Stated goal
Rewrite the listing below as a numbered list, leaving out any blank lines.

Available data
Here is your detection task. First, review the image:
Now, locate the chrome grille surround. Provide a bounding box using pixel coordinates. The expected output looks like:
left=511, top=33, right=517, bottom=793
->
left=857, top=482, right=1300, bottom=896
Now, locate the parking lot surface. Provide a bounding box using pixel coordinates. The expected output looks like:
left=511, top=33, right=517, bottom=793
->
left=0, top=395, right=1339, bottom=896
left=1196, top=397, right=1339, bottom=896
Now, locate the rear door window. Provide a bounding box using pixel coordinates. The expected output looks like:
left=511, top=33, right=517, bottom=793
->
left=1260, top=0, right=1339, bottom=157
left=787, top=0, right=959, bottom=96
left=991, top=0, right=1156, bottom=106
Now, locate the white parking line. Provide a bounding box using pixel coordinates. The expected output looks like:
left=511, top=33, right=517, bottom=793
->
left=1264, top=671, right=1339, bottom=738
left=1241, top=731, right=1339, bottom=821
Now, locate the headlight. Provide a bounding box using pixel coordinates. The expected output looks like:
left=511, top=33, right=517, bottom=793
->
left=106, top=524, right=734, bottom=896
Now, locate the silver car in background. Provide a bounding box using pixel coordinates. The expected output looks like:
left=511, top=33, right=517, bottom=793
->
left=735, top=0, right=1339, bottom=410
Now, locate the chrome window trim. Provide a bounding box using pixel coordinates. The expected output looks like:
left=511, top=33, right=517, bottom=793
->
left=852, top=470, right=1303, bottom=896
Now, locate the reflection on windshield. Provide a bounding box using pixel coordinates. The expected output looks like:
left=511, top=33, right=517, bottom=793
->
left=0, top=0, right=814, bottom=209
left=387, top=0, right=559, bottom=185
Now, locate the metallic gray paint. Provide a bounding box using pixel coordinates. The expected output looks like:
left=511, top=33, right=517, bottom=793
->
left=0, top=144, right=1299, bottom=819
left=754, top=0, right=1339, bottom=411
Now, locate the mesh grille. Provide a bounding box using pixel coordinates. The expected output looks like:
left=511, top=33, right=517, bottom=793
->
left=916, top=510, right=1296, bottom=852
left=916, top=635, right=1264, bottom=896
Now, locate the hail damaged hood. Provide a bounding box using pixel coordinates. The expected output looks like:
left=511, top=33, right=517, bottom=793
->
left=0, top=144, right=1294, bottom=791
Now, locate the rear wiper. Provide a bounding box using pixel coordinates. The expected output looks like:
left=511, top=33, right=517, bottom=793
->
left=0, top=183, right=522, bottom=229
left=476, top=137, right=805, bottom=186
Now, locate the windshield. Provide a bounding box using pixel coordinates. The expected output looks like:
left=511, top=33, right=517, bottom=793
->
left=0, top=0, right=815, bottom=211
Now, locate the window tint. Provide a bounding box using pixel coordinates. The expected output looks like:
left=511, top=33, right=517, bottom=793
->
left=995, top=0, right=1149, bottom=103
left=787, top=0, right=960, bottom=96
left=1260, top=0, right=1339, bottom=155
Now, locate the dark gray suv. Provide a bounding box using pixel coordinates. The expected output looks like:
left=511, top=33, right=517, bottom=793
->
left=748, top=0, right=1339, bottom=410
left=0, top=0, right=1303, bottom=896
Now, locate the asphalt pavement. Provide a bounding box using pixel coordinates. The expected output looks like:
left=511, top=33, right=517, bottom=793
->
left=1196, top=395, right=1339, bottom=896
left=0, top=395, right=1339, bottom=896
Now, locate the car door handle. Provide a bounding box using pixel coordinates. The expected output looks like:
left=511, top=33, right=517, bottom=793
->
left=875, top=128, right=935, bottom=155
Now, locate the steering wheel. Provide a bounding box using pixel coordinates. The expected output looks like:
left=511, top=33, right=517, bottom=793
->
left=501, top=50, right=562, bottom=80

Solution for this exercise
1. Here is your detection task. First, review the image:
2. Now, locate the chrome grille surround. Provide a bounding box using pixel coordinates. The expected output looks like:
3. left=511, top=33, right=517, bottom=793
4. ->
5. left=857, top=482, right=1300, bottom=896
6. Now, locate the parking lot surface. Provide a bounding box using pixel coordinates. The expected output looks like:
7. left=511, top=33, right=517, bottom=793
8. ->
9. left=0, top=395, right=1339, bottom=896
10. left=1196, top=397, right=1339, bottom=896
11. Now, locate the rear door window. Provide a bounding box using pixel coordinates. The expected output looks like:
12. left=511, top=33, right=517, bottom=793
13. ->
14. left=1260, top=0, right=1339, bottom=157
15. left=787, top=0, right=959, bottom=96
16. left=991, top=0, right=1156, bottom=106
17. Now, locate the white parking line. Provide a bounding box using pixel coordinates. The expected output looks like:
18. left=511, top=33, right=517, bottom=793
19. ->
20. left=1264, top=671, right=1339, bottom=738
21. left=1241, top=731, right=1339, bottom=821
22. Now, locate the headlight. Provide a bounding box using pixel coordinates. The expected output looks like:
23. left=511, top=33, right=517, bottom=793
24. ->
25. left=106, top=524, right=734, bottom=896
26. Now, locate the silver car in background. Provide a bounding box using pixel coordinates. The expected output looks like:
27. left=511, top=33, right=517, bottom=793
28. ->
29. left=735, top=0, right=1339, bottom=410
30. Now, locate the chrome window trim. Provide a bounding box using pixel coordinates. The expected output looks like:
31. left=511, top=33, right=517, bottom=793
32. ->
33. left=852, top=470, right=1303, bottom=896
34. Now, locate the reflection on windshield. Provide a bounding box using pixel coordinates. The expected output looks like:
35. left=511, top=33, right=517, bottom=793
36. ->
37. left=0, top=0, right=814, bottom=209
38. left=387, top=0, right=559, bottom=185
39. Now, locate the metallic gray paint. Provide a bounding box using pixel coordinates. The expected output looks like:
40. left=511, top=33, right=517, bottom=793
41. ->
42. left=0, top=144, right=1299, bottom=819
43. left=754, top=0, right=1339, bottom=411
44. Now, locate the mesh grille. Provide a bounding box using pixel coordinates. The expected output looks like:
45. left=511, top=33, right=517, bottom=793
46. ->
47. left=916, top=510, right=1296, bottom=852
48. left=916, top=635, right=1264, bottom=896
49. Now, locate the hail damaged hood. Provide a bounding box using pixel coordinates. The expected output looks like:
50. left=511, top=33, right=517, bottom=793
51. ->
52. left=0, top=144, right=1294, bottom=791
53. Now, locate the rear wiper. Provide a bounding box using pixel coordinates. The expected output looks like:
54. left=511, top=33, right=517, bottom=793
55. ->
56. left=0, top=183, right=522, bottom=229
57. left=476, top=137, right=805, bottom=186
58. Now, locate the windshield. Provide a bounding box using pixel coordinates. The expected output looks like:
59. left=511, top=33, right=517, bottom=793
60. ->
61. left=0, top=0, right=815, bottom=211
62. Now, locate the window tint. Provide a bounding box using pixel coordinates. The expected output looks like:
63. left=511, top=33, right=517, bottom=793
64. ->
65. left=995, top=0, right=1149, bottom=103
66. left=787, top=0, right=960, bottom=96
67. left=1260, top=0, right=1339, bottom=155
68. Now, locate the dark gray suv. Provide a bounding box using pixel coordinates. The expected output looks like:
69. left=511, top=33, right=517, bottom=793
70. ->
71. left=748, top=0, right=1339, bottom=410
72. left=0, top=0, right=1303, bottom=896
73. Now, locate the asphalt pavement. Provide a bounding box using pixel coordinates. The expected output looks like:
74. left=511, top=33, right=517, bottom=793
75. ->
76. left=1196, top=395, right=1339, bottom=896
77. left=0, top=395, right=1339, bottom=896
78. Now, locate the car door handle. Provide a bounding box using pixel coordinates. The expected output looks like:
79. left=511, top=33, right=517, bottom=793
80. ->
81. left=875, top=128, right=935, bottom=155
82. Now, locate the steering wheel. Provide a bounding box using pixel coordinates. The expected output looks like:
83. left=511, top=33, right=517, bottom=793
84. ->
85. left=501, top=50, right=562, bottom=80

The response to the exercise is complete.